[BEGIN RECORD LIST]

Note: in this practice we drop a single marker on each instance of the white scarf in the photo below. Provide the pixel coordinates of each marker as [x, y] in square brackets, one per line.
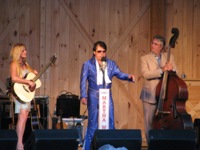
[100, 75]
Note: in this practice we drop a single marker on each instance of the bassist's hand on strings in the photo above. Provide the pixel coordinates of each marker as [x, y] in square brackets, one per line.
[31, 84]
[167, 67]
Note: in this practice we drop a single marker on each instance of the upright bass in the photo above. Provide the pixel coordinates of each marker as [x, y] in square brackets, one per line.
[171, 95]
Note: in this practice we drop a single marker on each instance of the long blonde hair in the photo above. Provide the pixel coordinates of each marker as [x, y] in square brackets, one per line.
[15, 53]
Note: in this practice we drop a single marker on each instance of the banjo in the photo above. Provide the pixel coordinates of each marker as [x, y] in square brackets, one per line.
[22, 91]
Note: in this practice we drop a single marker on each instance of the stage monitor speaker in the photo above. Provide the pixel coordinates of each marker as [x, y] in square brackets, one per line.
[130, 139]
[53, 140]
[8, 139]
[172, 140]
[68, 105]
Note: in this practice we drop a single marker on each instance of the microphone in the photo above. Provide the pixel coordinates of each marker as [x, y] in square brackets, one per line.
[104, 63]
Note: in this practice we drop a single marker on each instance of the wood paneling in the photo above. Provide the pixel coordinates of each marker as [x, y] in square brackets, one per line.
[68, 28]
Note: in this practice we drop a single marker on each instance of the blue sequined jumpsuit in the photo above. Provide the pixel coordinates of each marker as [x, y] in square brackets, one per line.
[89, 74]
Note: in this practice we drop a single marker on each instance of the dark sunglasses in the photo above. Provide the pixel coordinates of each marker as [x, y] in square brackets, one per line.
[101, 51]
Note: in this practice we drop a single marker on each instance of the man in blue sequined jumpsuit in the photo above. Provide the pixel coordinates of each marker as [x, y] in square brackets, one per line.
[91, 76]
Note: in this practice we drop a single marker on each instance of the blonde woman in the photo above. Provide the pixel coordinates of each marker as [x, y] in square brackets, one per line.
[18, 69]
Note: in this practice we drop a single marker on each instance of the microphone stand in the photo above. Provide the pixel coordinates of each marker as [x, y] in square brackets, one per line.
[104, 83]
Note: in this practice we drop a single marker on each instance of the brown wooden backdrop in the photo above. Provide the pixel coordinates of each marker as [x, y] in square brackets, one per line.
[70, 27]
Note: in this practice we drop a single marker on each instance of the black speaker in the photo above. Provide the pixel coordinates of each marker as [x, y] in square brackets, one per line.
[53, 140]
[68, 105]
[8, 139]
[172, 140]
[130, 139]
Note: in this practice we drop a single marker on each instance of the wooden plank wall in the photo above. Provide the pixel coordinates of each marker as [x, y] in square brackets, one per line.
[68, 28]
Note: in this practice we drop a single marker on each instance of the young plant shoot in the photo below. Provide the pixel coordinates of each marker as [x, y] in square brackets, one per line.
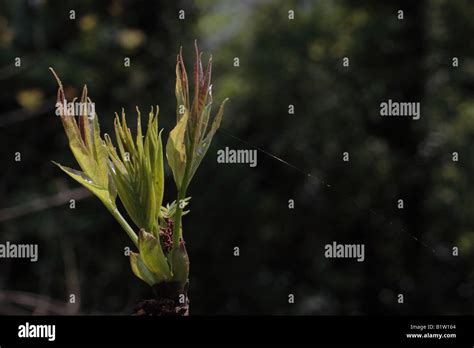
[132, 168]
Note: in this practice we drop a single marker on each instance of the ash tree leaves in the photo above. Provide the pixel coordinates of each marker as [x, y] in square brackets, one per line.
[138, 171]
[190, 139]
[134, 170]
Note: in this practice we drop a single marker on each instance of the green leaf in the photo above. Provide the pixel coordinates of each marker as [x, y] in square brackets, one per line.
[141, 271]
[203, 146]
[101, 192]
[153, 256]
[176, 151]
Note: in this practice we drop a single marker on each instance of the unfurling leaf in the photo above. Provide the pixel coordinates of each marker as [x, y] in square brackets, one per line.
[141, 271]
[176, 150]
[153, 256]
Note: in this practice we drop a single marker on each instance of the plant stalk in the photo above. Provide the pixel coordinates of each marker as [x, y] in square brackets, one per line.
[120, 219]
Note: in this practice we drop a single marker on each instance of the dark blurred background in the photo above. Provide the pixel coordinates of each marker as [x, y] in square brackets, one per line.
[282, 62]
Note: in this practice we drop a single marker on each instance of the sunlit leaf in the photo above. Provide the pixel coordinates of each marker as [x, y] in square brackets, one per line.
[153, 256]
[141, 271]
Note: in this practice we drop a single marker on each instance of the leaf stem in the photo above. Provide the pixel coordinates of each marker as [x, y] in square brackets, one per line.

[END RECORD LIST]

Skip the pictures and transcribe the rest of the records exactly.

Note: in this practice we drop a single marker on each instance of the white scarf in the photo below. Provide the pixel coordinates of each marker as [x, y] in square brackets, one per line.
[100, 75]
Note: in this practice we drop a single marker on each instance of the bassist's hand on strings in the photo above. Provide the pixel coordinates of each marker as [x, y] in square brackets, one per line.
[31, 84]
[167, 67]
Note: in this practice we drop a single marker on each instance of the upright bass in the photo above. Provide the pixel coordinates of each marker as [x, y] in square brackets, one per line.
[171, 95]
Note: in this practice we drop a single marker on each instance of the long blonde hair in the photo above. Provide the pixel coordinates of each marker as [x, y] in square brackets, one per line.
[15, 53]
Note: in this practice we drop a single marker on each instance of the banjo in the photo above. Provide the pixel coordinates of each marker as [x, y] in square brackets, one per line.
[22, 91]
Note: in this practice we drop a single marker on each instance of the stage monitor speaker in the photo above. Provide the pixel coordinates of each marker as [x, y] in square brackets, one per line.
[130, 139]
[53, 140]
[8, 139]
[172, 140]
[68, 105]
Note: in this practice we drop a single marker on each instance of the microphone in the photo above. Provide the pixel coordinates of each marker as [x, y] in square brackets, one per line.
[104, 63]
Note: in this practice we drop a single marker on each instance of the wood paneling in the photo above. Provide the pixel coordinates of each marker as [x, y] in square brackets, one per line.
[68, 28]
Note: in this practice we drop a single marker on each instance of the blue sequined jumpsuit in the photo above. Provide the pixel coordinates of each marker as [x, y] in square brackets, one per line.
[89, 74]
Note: in this practice we drop a single marker on each instance of the dark sunglasses in the photo above. Provide the pixel coordinates of each marker as [x, y] in square brackets, one per line.
[101, 51]
Note: in this practice we drop a single marker on each instance of the man in blue sequined jumpsuit in the photo above. Provide the pixel coordinates of each marker as [x, y] in square brackets, one per line.
[91, 76]
Note: in this practice we drop a single marker on each instance of the blonde woman in the photo above. Provide the pixel coordinates of each marker as [x, y] in square brackets, one per line.
[18, 69]
Note: in this practice we drop a single marker on each instance of the microphone stand in the photo above. Provide the pixel coordinates of each marker as [x, y] in square brackets, one per line.
[104, 83]
Note: in this practice we drop a single marker on each instance of the brown wooden backdrop in the photo above. Provide the pixel coordinates of each marker as [x, y] in square brackets, one per line.
[70, 27]
Note: in this practice we drop a single marker on each instance of the black speaker in the photo above. Provide the pixel coordinates of each marker as [x, y] in square brackets, one per line.
[53, 140]
[68, 105]
[8, 139]
[172, 140]
[130, 139]
Note: in this practice we drop a single marker on each instance of the wooden plank wall in the photo above. Provide the pixel coordinates of each marker as [x, y] in square brackets, one per line.
[68, 28]
Note: in this practice we drop a single marker on each instance of the young plant shoot in the photo below. Provide the pixel coordinates of each marker as [x, y] in square brackets, one per line.
[132, 168]
Note: in this practice we drop a single marker on each instance of the ash tree leaves in the photo above. Provide the pixel coordinates of each marker as [x, y] in square brackets, one per line.
[138, 171]
[190, 139]
[134, 170]
Note: in this practice we drop a single marker on each instance of the green leaf in the photo above. Provide the pixel coordinates of each marker as [x, y] in square brackets, one per line.
[141, 271]
[203, 146]
[101, 192]
[153, 256]
[176, 151]
Note: in this practice we drop a single marker on each instance of the unfurling leaf in the photo above. Provide the pixel coordinates of each marker as [x, y] in square brackets, one per line.
[141, 271]
[176, 150]
[153, 256]
Note: in this practice we drop a single marker on each instance of the plant stalk in the photo above. Provide the pixel coordinates of each marker as [x, y] in square brackets, one per line.
[120, 219]
Note: in this practice we drop a single marker on each instance of the dark blurred background in the photo above. Provide the pixel coordinates of each marker as [x, y] in square brackets, one per line.
[282, 62]
Note: in this practice we drop a single marker on each instance of the sunlit leaf in the photo above. Provide the pixel coordinates of each marker as [x, y] in square brackets, one per line.
[153, 256]
[141, 271]
Note: in this practice we drop a single marker on each instance of the leaf stem in the photo above. Provide the pixel coordinates of each marker as [x, y] in square brackets, one per line.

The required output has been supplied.